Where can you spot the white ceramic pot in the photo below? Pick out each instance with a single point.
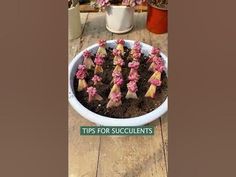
(109, 121)
(74, 23)
(119, 19)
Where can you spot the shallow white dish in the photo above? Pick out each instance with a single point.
(109, 121)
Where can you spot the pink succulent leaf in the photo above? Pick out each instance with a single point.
(118, 81)
(155, 82)
(116, 97)
(120, 41)
(81, 73)
(99, 60)
(134, 64)
(132, 86)
(116, 74)
(96, 78)
(116, 52)
(102, 43)
(133, 75)
(137, 44)
(155, 51)
(92, 91)
(150, 59)
(157, 60)
(119, 62)
(159, 68)
(82, 67)
(139, 1)
(86, 54)
(137, 55)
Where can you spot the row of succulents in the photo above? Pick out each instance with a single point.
(154, 60)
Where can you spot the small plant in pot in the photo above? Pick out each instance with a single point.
(119, 13)
(157, 17)
(126, 88)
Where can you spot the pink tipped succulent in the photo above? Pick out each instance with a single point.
(116, 74)
(118, 81)
(88, 62)
(115, 100)
(80, 75)
(96, 79)
(102, 43)
(155, 82)
(99, 60)
(86, 54)
(120, 45)
(103, 3)
(156, 62)
(133, 75)
(137, 44)
(102, 48)
(153, 87)
(134, 65)
(155, 51)
(116, 52)
(136, 56)
(136, 48)
(132, 89)
(93, 95)
(120, 41)
(119, 62)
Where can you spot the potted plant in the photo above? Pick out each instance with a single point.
(157, 17)
(74, 23)
(131, 90)
(119, 14)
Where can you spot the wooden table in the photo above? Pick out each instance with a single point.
(111, 156)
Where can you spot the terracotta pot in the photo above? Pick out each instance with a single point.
(157, 19)
(119, 19)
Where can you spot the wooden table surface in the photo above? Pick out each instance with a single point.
(112, 156)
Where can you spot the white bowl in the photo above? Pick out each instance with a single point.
(109, 121)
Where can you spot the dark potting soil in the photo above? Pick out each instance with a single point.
(129, 107)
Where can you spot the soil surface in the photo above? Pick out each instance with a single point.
(129, 107)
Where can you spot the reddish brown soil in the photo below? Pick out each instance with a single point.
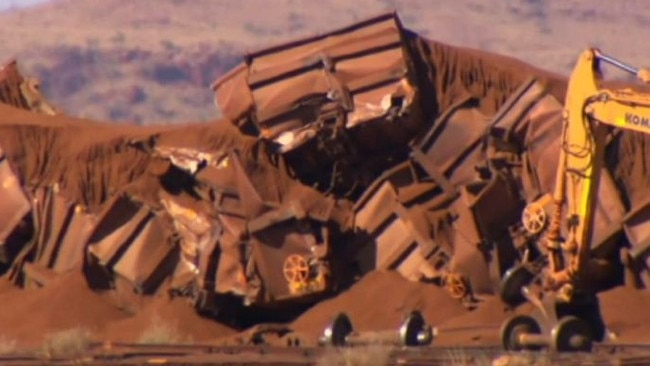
(28, 316)
(379, 301)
::::::
What belongs in the answer is each line above, reproduced exactly, and no picture.

Where can you spot the white ceramic pot in the photo below? Pick out each instance with a single point.
(109, 121)
(74, 23)
(119, 19)
Where can you spot the shallow white dish in the photo above? Pick out each instance with a single point.
(109, 121)
Where can you spot the pink succulent leaf in the photo above? Pick out each instance with a single point.
(118, 81)
(155, 82)
(116, 97)
(120, 41)
(81, 73)
(99, 60)
(134, 64)
(132, 86)
(116, 74)
(96, 78)
(116, 52)
(102, 43)
(133, 75)
(137, 44)
(155, 51)
(92, 91)
(150, 59)
(157, 60)
(119, 62)
(159, 68)
(82, 67)
(139, 1)
(86, 54)
(137, 55)
Where can you spot the row of succulents in the photo above? Pick out each instance with a single point.
(154, 60)
Where can you spot the small plant in pot in the photo above? Pick out each instance with a single point.
(119, 13)
(157, 17)
(126, 88)
Where can you spot the pink tipped succulent in the photo above? Pick out each instance with a single point.
(116, 74)
(118, 81)
(88, 62)
(115, 100)
(80, 75)
(96, 79)
(102, 43)
(155, 82)
(99, 60)
(86, 54)
(120, 45)
(103, 3)
(156, 62)
(133, 75)
(137, 44)
(102, 48)
(153, 87)
(134, 65)
(155, 51)
(116, 52)
(136, 56)
(136, 48)
(132, 89)
(93, 95)
(120, 41)
(119, 62)
Where can you spot the potted plant in the photo above? Pick out each instance with a single point.
(157, 17)
(74, 23)
(131, 90)
(119, 14)
Where can you spot the wooden table in the photo above? Pick out each instance with a single point.
(111, 156)
Where can you spot the terracotta pot in the photo above? Pick out each instance with a single point.
(157, 19)
(119, 19)
Where can you spot the wooden table surface in the photo above? Pick out each instance with a single point.
(112, 156)
Where can you spot the white bowl in the photo above? Pick out each instance with a single point.
(109, 121)
Where can you spot the dark potting soil in the photo above? Pick out each instance with a single point.
(129, 107)
Where can you spot the soil surface in the photo above? Pick out each instance with a single point.
(129, 107)
Where can you spot the reddish brown soil in the photo below? Pick out each instance with a single point.
(28, 316)
(379, 301)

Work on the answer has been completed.